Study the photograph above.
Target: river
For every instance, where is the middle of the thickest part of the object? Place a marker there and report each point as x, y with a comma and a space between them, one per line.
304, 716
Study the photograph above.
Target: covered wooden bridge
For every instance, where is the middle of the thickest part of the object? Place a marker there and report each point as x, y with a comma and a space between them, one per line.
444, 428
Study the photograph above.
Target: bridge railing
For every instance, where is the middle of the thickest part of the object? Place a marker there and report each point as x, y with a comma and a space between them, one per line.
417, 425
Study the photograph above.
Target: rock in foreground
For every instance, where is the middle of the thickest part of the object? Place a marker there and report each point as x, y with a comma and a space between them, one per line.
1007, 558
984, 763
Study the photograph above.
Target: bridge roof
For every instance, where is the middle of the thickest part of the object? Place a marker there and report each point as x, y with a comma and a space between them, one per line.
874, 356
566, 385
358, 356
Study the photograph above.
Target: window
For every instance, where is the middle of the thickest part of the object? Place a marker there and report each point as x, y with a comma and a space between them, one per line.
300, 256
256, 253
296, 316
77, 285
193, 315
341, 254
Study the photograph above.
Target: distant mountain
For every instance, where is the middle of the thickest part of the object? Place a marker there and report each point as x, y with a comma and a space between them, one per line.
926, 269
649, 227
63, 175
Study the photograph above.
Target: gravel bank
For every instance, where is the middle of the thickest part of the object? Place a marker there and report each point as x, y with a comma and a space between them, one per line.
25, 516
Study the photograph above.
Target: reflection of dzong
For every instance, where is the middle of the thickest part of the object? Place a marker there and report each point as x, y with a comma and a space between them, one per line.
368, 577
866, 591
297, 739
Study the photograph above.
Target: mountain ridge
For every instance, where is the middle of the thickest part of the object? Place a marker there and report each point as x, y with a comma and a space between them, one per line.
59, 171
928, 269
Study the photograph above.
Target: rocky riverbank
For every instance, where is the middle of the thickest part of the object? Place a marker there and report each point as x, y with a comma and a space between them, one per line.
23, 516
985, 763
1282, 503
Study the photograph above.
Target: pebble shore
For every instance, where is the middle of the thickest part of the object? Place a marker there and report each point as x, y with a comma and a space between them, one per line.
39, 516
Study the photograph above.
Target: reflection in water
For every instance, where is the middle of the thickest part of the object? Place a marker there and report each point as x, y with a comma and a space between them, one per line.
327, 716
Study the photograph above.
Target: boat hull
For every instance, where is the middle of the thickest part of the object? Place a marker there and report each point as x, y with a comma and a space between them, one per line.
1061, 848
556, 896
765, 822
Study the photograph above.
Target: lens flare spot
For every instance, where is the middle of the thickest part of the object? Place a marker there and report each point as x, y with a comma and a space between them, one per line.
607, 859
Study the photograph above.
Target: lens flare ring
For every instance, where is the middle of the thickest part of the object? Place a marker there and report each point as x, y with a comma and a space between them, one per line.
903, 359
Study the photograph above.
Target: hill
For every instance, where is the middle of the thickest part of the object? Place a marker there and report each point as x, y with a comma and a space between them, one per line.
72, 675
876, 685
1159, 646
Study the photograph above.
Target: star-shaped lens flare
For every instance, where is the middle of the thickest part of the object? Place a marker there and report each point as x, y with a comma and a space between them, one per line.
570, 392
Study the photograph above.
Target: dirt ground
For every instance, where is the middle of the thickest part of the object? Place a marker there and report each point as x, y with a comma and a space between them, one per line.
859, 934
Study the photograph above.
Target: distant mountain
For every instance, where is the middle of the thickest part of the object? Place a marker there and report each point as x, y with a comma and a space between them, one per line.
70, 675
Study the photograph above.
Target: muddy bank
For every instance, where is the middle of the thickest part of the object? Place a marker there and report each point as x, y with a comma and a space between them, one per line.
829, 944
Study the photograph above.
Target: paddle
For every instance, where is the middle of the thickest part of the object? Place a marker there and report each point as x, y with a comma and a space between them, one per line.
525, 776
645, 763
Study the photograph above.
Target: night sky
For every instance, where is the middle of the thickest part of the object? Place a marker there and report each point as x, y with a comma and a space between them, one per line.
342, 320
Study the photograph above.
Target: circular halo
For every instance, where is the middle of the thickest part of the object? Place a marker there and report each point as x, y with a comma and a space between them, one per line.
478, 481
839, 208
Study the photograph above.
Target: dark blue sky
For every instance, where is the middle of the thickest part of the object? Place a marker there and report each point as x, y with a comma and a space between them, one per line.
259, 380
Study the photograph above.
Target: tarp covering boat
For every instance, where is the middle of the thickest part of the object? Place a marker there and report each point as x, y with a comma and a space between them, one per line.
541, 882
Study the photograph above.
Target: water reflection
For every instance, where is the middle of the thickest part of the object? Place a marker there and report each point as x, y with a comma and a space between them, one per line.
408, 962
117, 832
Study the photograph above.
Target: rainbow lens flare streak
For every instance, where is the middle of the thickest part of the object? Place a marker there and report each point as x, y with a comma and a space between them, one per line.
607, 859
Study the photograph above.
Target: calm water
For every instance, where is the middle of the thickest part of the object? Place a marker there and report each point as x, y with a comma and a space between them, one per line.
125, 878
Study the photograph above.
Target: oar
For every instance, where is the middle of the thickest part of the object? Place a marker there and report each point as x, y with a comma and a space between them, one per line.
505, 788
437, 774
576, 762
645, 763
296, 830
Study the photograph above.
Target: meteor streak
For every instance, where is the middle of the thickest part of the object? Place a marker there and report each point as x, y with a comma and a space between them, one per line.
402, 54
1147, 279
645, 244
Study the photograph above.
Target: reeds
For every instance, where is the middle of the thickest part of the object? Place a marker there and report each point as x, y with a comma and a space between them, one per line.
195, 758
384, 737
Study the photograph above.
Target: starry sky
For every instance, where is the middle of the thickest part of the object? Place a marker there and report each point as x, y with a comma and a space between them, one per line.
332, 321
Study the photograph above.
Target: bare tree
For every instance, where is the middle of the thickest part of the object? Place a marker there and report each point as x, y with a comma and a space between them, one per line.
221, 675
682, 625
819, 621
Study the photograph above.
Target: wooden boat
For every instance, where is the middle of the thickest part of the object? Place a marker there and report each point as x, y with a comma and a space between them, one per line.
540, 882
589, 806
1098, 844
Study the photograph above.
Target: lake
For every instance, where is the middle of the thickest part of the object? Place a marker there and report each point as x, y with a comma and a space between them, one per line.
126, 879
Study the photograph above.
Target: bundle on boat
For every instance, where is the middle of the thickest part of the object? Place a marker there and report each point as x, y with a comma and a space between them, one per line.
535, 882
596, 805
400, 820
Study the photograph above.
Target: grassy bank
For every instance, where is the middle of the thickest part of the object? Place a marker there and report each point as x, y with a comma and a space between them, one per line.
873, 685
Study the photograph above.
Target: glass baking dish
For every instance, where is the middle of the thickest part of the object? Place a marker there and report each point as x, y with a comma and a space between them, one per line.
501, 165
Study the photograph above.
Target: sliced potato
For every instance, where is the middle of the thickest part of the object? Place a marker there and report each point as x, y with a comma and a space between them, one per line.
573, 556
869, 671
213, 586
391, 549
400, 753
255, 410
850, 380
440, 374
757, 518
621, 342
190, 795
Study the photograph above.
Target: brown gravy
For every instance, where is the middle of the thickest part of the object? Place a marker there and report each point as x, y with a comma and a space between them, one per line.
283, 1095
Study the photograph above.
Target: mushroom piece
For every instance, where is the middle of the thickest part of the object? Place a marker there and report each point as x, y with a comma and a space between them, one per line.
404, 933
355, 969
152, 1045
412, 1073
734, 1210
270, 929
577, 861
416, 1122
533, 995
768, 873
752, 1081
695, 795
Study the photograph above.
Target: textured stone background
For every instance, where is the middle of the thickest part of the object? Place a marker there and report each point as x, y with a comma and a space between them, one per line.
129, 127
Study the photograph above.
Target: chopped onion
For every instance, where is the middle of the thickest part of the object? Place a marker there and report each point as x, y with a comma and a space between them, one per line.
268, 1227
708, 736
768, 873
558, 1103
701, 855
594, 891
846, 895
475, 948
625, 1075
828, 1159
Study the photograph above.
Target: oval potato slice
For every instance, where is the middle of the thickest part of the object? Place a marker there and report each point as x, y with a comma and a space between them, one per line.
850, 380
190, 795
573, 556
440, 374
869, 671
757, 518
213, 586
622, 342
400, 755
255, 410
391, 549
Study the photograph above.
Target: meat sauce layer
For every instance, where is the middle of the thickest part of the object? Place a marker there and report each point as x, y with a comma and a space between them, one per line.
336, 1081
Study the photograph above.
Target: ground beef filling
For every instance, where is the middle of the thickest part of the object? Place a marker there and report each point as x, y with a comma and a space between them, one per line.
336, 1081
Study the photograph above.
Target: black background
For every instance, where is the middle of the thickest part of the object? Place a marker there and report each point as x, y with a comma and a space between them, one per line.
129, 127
# # # # #
In the entries above, locate every line with the word "wooden" and copy it.

Target: covered wooden bridge
Target: wooden boat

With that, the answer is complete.